TUGAS YANG DIMINTA →
**1.** Tolong ringkas artikel tentang keakraban berwarganegara dalam dua kalimat.
**2.** Salin persis bagian artikel tentang keakraban berwarganegara, dari "BENTENGSUMBAR.COM – Tagline" sampai "bersatu (persatuan Indonesia).".
**3.** Sambung artikel tentang keakraban berwarganegara mulai setelah kalimat terakhir yang tertera.

TEKS HASIL EKSTRAKSI →
Menghadirkan Kembali Kehangatan Berwarganegara, Fahd El Fouz Singgung Benny Murdani

BENTENGSUMBAR.COM – Tagline Barisan Pemuda Nusantara (BAPERA) yang telah mengangkasa  yaitu #Nusantarabersatu, adalah manifestasi untuk mengajak insan putra putri terbaik bangsa untuk bersatu dalam arti yang sesungguhnya.

Sebuah kumpulan kelompok dalam hal ini adalah kehidupan berbangsa dan bernegara jika ingin mencapai kemajuan mutlak dasarnya adalah bersatu (persatuan Indonesia). 

Ada sebuah pepatah berbunyi, “gajah berjuang sama gajah pelanduk mati ditengah – tengah ( jika para pemimpin yang berkelahi/perang maka masyarakat yang  jadi korban). 

Yang jadi pertanyaan saat ini adalah Mengapa bangsa kita hari ini kehilangan keakraban berwarnegara?

Dewasa ini ruang publik kita bak hutan belantara liar gaduh, komunikasi dunia maya masih dipenuhi sikap anti intelektual, insinuasi, argumentum ad hominem hingga guilty by association (mendakwa kesalahan dengan mengaitkan masalah personal).

Sebagian diantara kita semakin kehilangan akurasi dalam menyikapi berbagai pemberitaan sehingga begitu mudah memposting informasi tanpa menyaring dan memverifikasi tingkat kebenaran dan urgensinya. 

Begitu banyak klaim kebenaran, saling berebut benar dan cenderung kurang terbuka menerima kebaikan bersama.

Prasyarat komunikasi diruang publik harus dilandasi public value berupa rasionalitas dan etika komunikasi cenderung tertutup oleh verbalisme dan sikap anti intelektual. Kecenderungan menggenaralisir berbagai persoalan tanpa melihat duduk persoalan.

Era post truth saat ini dimana prefernsi suka tidak suka (like and dislike) lebih di dahulukan dari pada pertimbangan rasional, imparsial dan objektif.  

"Ruang publik kita saat ini cenderung masih dipenuhi sikap reaktif dari pada komunikatif," katanya.

"Kita belum mampu membangun ruang publik yang rasional dan beradab. Sering kali keterbukaan Informasi di era demokrasi saat ini justru menimbulkan paradoks ketika proses diskursus kurang memantik dialog dan kesadaran akan nilai nilai publik," ujarnya.

Maka tidak jarang diskursus di ruang publik menjadi penuh prasangka, ujaran kebencian dan hoax yang merebak demikian cepat sehingga begitu banyak disinformasi dan distraksi terhadap berbagai persoalan publik.

BAGIAN DATA →
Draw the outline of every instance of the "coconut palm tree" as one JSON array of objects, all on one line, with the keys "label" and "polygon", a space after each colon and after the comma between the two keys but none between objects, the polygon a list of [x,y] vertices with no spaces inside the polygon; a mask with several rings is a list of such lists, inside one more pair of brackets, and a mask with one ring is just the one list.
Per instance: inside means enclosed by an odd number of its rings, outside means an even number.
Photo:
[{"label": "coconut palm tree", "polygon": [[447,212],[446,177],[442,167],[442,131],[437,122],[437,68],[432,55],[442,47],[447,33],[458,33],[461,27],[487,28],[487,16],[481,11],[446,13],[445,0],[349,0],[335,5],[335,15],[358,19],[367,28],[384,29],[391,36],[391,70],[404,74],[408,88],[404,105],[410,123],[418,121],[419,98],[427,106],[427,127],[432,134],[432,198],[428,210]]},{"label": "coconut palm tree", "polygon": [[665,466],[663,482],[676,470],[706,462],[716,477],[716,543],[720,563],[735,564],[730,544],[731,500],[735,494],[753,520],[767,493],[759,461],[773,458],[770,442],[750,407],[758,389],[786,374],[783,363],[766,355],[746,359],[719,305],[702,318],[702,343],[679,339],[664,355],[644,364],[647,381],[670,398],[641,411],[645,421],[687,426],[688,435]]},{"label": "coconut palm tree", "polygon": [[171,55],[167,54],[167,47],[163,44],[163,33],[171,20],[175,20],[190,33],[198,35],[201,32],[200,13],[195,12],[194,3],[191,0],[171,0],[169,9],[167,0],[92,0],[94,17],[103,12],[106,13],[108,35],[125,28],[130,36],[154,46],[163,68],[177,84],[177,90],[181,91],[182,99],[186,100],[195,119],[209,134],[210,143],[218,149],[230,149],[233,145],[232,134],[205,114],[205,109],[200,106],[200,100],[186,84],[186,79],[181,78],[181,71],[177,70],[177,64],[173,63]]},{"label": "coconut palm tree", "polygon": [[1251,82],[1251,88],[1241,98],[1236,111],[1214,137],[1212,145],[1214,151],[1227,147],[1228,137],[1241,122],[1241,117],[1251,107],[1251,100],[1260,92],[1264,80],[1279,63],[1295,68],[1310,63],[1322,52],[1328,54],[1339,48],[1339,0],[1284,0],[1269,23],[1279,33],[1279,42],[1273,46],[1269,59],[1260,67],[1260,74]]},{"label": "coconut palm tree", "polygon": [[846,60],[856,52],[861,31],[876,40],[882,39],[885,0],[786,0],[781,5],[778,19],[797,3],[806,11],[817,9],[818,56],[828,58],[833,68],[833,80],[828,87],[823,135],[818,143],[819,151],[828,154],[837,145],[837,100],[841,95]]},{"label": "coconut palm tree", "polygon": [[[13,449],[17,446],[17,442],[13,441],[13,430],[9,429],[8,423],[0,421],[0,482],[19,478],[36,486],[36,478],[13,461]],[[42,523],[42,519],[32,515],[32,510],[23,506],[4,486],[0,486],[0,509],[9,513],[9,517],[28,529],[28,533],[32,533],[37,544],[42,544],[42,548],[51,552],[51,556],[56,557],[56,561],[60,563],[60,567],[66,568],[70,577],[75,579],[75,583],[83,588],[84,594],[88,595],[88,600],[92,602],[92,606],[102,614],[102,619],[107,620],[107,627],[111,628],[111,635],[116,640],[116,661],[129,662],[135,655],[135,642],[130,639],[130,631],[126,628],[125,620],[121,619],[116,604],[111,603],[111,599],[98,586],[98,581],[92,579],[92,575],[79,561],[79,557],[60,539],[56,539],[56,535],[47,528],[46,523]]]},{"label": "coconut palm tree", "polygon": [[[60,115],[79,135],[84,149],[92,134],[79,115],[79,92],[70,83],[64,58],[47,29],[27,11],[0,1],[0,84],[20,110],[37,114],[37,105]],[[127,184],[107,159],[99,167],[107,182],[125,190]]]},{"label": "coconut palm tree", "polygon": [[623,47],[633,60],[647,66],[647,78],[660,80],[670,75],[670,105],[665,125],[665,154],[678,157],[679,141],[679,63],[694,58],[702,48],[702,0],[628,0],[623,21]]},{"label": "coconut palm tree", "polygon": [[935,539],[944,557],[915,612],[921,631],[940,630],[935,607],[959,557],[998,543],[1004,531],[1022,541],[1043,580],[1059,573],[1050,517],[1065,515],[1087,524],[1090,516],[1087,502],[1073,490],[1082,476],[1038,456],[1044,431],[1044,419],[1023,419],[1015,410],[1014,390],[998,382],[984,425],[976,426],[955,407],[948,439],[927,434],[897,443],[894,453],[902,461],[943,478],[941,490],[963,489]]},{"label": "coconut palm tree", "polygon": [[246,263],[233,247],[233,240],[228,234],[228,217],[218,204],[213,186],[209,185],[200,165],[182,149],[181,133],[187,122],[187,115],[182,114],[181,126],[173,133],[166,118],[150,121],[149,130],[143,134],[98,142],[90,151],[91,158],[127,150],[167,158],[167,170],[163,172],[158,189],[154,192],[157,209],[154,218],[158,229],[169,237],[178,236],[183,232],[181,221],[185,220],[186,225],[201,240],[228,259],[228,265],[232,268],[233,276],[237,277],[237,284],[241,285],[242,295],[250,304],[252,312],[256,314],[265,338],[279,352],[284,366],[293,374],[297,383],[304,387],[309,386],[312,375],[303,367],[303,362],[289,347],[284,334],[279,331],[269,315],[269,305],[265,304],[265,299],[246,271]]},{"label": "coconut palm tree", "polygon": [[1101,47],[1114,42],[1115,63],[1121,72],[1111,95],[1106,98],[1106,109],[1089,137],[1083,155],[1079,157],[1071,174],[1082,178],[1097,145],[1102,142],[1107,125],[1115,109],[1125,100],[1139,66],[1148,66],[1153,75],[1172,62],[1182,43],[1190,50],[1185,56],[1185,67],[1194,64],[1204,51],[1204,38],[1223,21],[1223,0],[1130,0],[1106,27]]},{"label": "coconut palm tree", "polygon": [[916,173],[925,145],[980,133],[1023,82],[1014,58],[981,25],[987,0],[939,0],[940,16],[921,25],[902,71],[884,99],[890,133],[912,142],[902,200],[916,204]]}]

KUMPULAN JAWABAN →
**1.** Tagline BAPERA, #Nusantarabersatu, merupakan ajakan bagi putra putri terbaik bangsa untuk bersatu, dan artikel ini menegaskan bahwa persatuan adalah dasar mutlak kemajuan kehidupan berbangsa dan bernegara. Namun ruang publik saat ini digambarkan gaduh, dipenuhi sikap anti intelektual, klaim kebenaran, prasangka, ujaran kebencian, dan hoax yang merebak cepat sehingga menimbulkan banyak disinformasi.

**2.**
BENTENGSUMBAR.COM – Tagline Barisan Pemuda Nusantara (BAPERA) yang telah mengangkasa  yaitu #Nusantarabersatu, adalah manifestasi untuk mengajak insan putra putri terbaik bangsa untuk bersatu dalam arti yang sesungguhnya.

Sebuah kumpulan kelompok dalam hal ini adalah kehidupan berbangsa dan bernegara jika ingin mencapai kemajuan mutlak dasarnya adalah bersatu (persatuan Indonesia).

**3.**
Diskursus yang lebih komunikatif  akan meminimalisir perebutan persepsi kebenaran di ruang publik.  

Tujuan kali ini adalah demi bangsa bersatu dan bangsa kita damai, manusia dilahirkan tanpa persepsi, sikap kebencian yang berlebihan sesama anak bangsa tidak bisa dibiarkan begitu saja. 

Sejak pilkada 2017 kebencian sesama anak bangsa khususnya kadrun dan cebong dipelihara. 

Perang di sosial media saling caci maki terus menyeruak ke publik. Jika dibiarkan ini sangat berbahaya untuk Persatuan Indonesia.

Kecemburuan atas kaum China yang lebih sukses itu di design oleh pihak tertentu, jadi kebencian itu diajarkan, Fahd A Rafiq menegaskan jika ada anak bangsa yang membenci sesama warga negara Indonesia keturunan china, arab atau lainnya pasti ada yang gosok dan ngajarin, ini persepsi dan diprovokasi, dan herannya lagi seolah ini dipelihara sejak 2017 dan belum disembuhkan, hal ini  harus diselesaikan secara adat, ucapnya.  

Ketum DPP KNPI Periode 2015-2018 menambahkan, Konflik atau percikan api seperti ini jangan seolah dibiarkan begitu saja, bisa menjadi besar kalau caci maki ini terus dipertontonkan di ruang publik, saling sumpah serapah sesama anak bangsa. Personal angers ini harus segera diselesaikan segera, jangan dipelihara.

Lantas bagaimana menyelesaikannya, sebagai anak bangsa Fahd A Rafiq memberikan contoh sebuah peristiwa yang pernah terjadi di republik ini.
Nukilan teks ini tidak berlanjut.